PROBLEM TO SOLVE: Output each entry in full so that the result matches the data exactly.

RECORDS SHOWN:
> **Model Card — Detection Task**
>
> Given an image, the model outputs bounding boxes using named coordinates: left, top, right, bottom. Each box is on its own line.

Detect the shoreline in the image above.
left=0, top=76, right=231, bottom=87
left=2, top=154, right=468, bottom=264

RESPONSE AREA:
> **Model Card — Detection Task**
>
> Given an image, the model outputs bounding boxes using named coordinates: left, top, right, bottom. Each box is on its own line.

Detect the shoreline in the image above.
left=0, top=76, right=231, bottom=87
left=2, top=154, right=468, bottom=264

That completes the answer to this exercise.